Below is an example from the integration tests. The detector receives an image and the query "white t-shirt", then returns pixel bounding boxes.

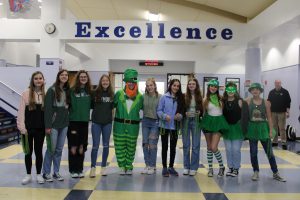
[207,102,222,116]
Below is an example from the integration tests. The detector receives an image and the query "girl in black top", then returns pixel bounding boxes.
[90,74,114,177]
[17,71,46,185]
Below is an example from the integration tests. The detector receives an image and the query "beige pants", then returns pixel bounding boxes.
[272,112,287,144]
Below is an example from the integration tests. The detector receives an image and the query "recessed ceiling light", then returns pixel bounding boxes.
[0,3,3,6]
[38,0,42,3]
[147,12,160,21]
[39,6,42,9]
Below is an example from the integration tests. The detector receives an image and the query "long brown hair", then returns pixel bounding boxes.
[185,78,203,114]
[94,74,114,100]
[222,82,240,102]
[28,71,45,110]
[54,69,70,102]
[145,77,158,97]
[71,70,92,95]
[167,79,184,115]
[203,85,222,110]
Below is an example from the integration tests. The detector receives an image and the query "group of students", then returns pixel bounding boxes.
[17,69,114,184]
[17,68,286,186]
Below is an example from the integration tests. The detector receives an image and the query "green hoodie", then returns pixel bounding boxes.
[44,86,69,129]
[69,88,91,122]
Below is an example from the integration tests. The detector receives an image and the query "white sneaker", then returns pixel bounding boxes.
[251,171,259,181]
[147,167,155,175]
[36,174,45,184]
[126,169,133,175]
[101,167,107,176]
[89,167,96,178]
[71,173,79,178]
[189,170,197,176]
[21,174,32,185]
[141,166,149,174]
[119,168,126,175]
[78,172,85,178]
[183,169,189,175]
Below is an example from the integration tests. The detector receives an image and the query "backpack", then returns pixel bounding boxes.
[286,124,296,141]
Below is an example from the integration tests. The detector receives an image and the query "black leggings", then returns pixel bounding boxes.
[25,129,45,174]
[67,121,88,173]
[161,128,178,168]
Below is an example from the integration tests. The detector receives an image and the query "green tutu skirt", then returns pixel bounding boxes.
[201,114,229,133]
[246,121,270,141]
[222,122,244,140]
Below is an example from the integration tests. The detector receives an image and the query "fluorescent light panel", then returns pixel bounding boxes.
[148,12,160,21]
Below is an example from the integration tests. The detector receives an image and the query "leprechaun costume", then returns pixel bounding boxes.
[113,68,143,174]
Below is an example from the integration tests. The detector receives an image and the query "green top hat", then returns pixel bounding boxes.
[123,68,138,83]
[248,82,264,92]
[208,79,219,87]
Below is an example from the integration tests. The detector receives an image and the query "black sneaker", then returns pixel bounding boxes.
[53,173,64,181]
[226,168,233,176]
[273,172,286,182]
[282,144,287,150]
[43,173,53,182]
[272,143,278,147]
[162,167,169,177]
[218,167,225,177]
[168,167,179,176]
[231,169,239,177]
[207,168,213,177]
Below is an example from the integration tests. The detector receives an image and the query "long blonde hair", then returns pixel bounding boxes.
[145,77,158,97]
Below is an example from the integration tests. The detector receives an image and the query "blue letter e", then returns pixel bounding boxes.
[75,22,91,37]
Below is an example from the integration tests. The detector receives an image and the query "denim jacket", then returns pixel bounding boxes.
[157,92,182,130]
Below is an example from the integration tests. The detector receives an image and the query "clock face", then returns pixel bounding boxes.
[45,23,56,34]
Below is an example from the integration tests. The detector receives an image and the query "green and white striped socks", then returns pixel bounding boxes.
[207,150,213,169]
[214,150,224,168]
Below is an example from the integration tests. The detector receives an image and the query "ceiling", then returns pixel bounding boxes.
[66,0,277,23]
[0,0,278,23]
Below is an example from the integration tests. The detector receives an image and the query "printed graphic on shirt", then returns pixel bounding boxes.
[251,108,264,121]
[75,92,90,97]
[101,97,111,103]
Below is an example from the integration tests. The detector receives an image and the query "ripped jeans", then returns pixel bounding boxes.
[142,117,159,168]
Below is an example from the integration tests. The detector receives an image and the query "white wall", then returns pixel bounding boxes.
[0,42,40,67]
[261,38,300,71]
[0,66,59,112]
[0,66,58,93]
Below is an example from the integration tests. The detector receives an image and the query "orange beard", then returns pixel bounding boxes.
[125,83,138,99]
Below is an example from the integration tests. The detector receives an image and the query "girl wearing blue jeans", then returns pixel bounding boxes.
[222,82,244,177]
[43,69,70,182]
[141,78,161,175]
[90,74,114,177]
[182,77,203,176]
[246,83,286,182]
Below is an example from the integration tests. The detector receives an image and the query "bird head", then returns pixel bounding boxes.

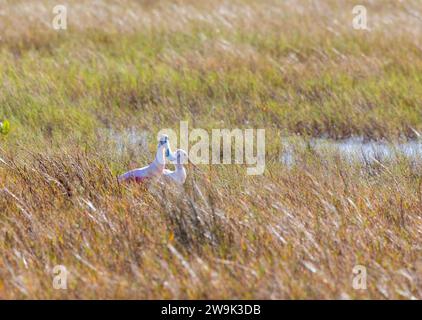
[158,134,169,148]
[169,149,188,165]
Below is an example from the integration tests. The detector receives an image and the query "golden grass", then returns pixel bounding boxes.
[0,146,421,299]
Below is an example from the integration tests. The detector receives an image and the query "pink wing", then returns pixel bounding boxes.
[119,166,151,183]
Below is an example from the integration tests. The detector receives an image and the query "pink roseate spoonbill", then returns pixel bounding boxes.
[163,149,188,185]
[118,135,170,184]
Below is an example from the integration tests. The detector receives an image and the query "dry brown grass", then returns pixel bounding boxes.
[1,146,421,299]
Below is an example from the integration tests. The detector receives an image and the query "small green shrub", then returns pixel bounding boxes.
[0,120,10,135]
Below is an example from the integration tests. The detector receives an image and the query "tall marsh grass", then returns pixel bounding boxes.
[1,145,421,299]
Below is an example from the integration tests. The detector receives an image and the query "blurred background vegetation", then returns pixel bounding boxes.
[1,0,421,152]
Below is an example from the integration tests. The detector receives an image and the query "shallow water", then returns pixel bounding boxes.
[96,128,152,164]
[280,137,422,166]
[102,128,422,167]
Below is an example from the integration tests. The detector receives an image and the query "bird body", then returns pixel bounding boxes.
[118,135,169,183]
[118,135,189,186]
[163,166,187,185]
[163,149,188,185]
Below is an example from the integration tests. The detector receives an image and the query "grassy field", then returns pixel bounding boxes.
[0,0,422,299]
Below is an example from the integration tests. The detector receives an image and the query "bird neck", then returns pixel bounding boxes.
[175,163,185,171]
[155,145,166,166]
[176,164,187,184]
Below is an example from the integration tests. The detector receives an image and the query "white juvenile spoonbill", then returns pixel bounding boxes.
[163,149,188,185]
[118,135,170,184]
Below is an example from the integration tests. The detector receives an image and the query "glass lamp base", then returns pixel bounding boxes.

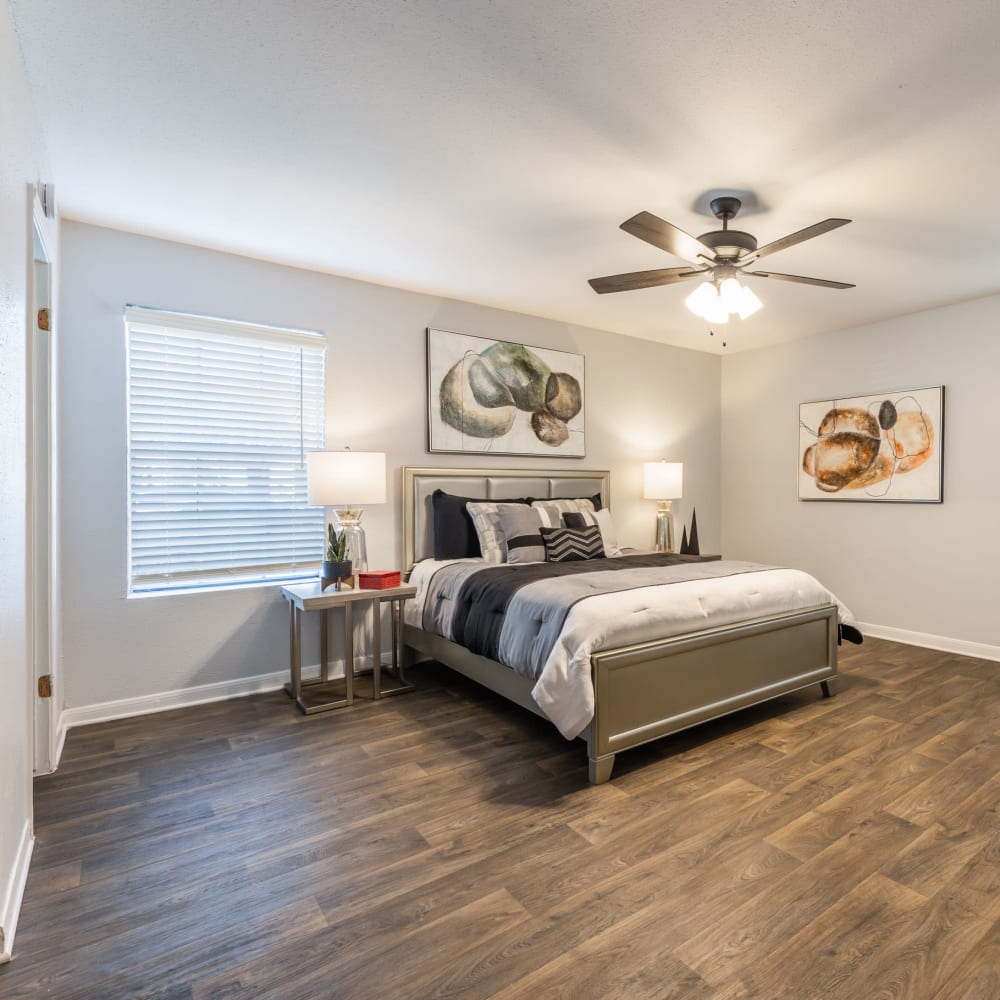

****

◆ **TASK DETAILS**:
Return each entry exactly as it stands above, apart from any images.

◆ **ANSWER SPACE**:
Below is an example from the integration tests. The detector receives an image and the query "white t-shirt", then returns pixel bounding boxes.

[207,102,222,116]
Below is an example from the integration tests. The detector receives an image and the query "girl in black top", then returns pixel bounding boxes.
[90,74,114,177]
[17,71,46,185]
Below is an example from the integration tests. The detector receives an image and the query "beige pants", then returns pixel bounding boxes.
[272,112,287,144]
Below is an example from the integration tests. The detector receives an image and the query "recessed ceiling light", then returns pixel bounding boxes.
[0,3,3,6]
[38,0,42,3]
[147,12,160,21]
[39,6,42,9]
Below is an example from the integration tests. The detector receives an image and the query "long brown hair", then returns pixel bounding boxes.
[185,78,203,114]
[94,74,114,100]
[222,82,240,102]
[28,71,45,110]
[54,69,70,102]
[145,77,158,97]
[71,70,92,95]
[167,79,184,115]
[203,85,222,110]
Below is an example from the integration tests. The detector receives an image and the query "group of students", then returns pixel bounding boxes.
[17,69,114,184]
[17,68,286,186]
Below is an example from the integration tests. The detector receives an image and the query "green hoodie", then returns pixel bounding boxes.
[44,86,69,129]
[69,88,91,122]
Below is an example from the integration tests. The detector receives an image and the query "white sneaker", then returns pixel bounding boxes.
[251,171,259,181]
[147,167,155,175]
[36,174,45,184]
[126,169,133,175]
[101,167,107,176]
[89,167,96,178]
[71,173,79,178]
[189,170,197,176]
[21,174,32,185]
[141,166,149,174]
[119,168,126,175]
[78,172,85,178]
[183,169,189,175]
Below is an example from the integration tests. The detector receives an image and the query "backpack", then returns pixel bounding boxes.
[286,124,296,141]
Below is an example from the integration tests. The detector receives an image and the query "black leggings", then returns pixel bounding boxes.
[25,129,45,174]
[67,121,88,173]
[161,128,178,168]
Below is an example from the integration tests. The detector receives an image and the query "green tutu skirt", then returns pixel bounding boxes.
[201,114,229,133]
[246,121,270,141]
[222,122,244,140]
Below is an example from the integration tests. The detector receives an image and the query "fluorescent light panel", then returns pixel bounding boxes.
[148,12,160,21]
Below is an example from the integration tests. The detector receives an image and the query "leprechaun costume", then returns pixel bounding boxes.
[113,68,143,174]
Below is an example from the integration tests. The detector receives an image and the query "green top hat", then returns pixel bounding boxes.
[123,68,138,83]
[248,82,264,92]
[208,79,219,87]
Below is an example from the integration tests. The detector receives an image and the query "black sneaker", then returns pixel bounding boxes.
[53,173,64,181]
[226,168,233,176]
[273,172,286,182]
[282,144,287,150]
[43,173,53,182]
[272,143,278,147]
[162,167,169,177]
[218,167,225,177]
[168,167,179,176]
[231,169,239,177]
[207,168,213,177]
Below is an example from the integration tests. The detector receives an image and the query "long blonde hair", then returns pixel bounding boxes.
[145,77,158,97]
Below is an example from the integration tests. The detector receives an image and the query "blue letter e", then returns pixel bounding boxes.
[75,22,91,37]
Below is an example from the integration tests. The detector receives an image and the query "denim jacket", then returns pixel bounding boxes.
[157,92,182,130]
Below is an example from the integration tests. The detector receives an image and the query "clock face", then returns pixel bounding boxes.
[45,23,56,34]
Below is an example from the integration tests. The detector receives an image and the query "green and white striped socks", then returns pixel bounding boxes.
[207,150,213,169]
[214,150,224,168]
Below is an example from the integration tests. The detector receives an image and the query "ceiling", then returns pixel bounding boxes.
[66,0,277,23]
[0,0,278,23]
Below is an example from the integration tests. The detector receives an image and the query "printed graphic on shirt", then returns pixel bounding boxes.
[251,108,264,121]
[75,92,90,97]
[101,97,111,103]
Below is an example from the integration tests. The detector receives an image and the query "ripped jeans", then returns pixel bounding boxes.
[142,117,159,168]
Below is an example from the integration tests. The detector receives an image and the query "white wall", then returns pixel bounding boxes.
[0,42,40,67]
[261,38,300,71]
[0,66,59,112]
[0,66,58,93]
Below is an example from the integration tests. The detector receives an image and the query "orange beard", then returns pixel bounding boxes.
[125,83,138,99]
Below is an example from the integration tests. The detector receives an image and the query "girl wearing blue jeans", then returns pixel bounding boxes.
[222,82,244,177]
[43,69,70,182]
[141,78,161,175]
[90,74,114,177]
[182,77,203,176]
[246,83,286,182]
Below is an example from the integration tests. The detector receives an image and the query "bird head", then returns pixel bounding boxes.

[158,134,169,148]
[169,149,188,165]
Below is an example from the integration tests. The detector receives an image and the query "golden grass", then returns pixel bounding boxes.
[0,146,421,299]
Below is an example from the integration tests. The detector receives an image and the query "pink wing", then returns pixel bounding boxes.
[119,166,151,183]
Below is an example from the integration tests. The detector receives an image and the query "pink roseate spoonbill", then returns pixel bounding boxes.
[163,149,188,185]
[118,135,170,184]
Below is an example from the integration tests. The detector receives an image and the query "dry brown grass", then returns pixel bounding boxes.
[1,146,421,299]
Below is an example from the integration tests. The detector receives an image and the query "small green shrub", then returns pixel bounding boxes.
[0,120,10,135]
Below is an example from the integration tests. The detector receives an image and the query "tall marsh grass", then returns pixel bounding boxes.
[1,145,421,299]
Below is an example from the integration tests. The detector receives an image and the query "blurred background vegetation", then returns pixel bounding boxes.
[1,0,421,152]
Below is an example from the integration tests. The detector receives an image and the query "shallow water", then returns pixel bounding boxes.
[96,128,152,164]
[280,137,422,166]
[102,128,422,167]
Below is an example from the integration tests. The detector receives an image and the query "bird body", then returns pixel bounding boxes.
[118,135,169,183]
[118,135,189,186]
[163,166,187,185]
[163,149,188,185]
Below is an example from the integration tests. The detector receives an image and the query "grassy field", then returns pixel bounding boxes.
[0,0,422,299]
Below is an example from the integration tests. The detector receives an image and the query "bird neck", then returns pixel bounding boxes.
[175,163,185,171]
[155,145,166,166]
[176,164,187,184]
Below is an example from the integration tests. The detector receives an image and the query "white juvenile spoonbill", then returns pixel bounding boxes.
[163,149,188,185]
[118,135,170,184]
Below is an example from the integration tests. The detector receives an image and the query "glass lamp base", then returns pixel bounding boxes.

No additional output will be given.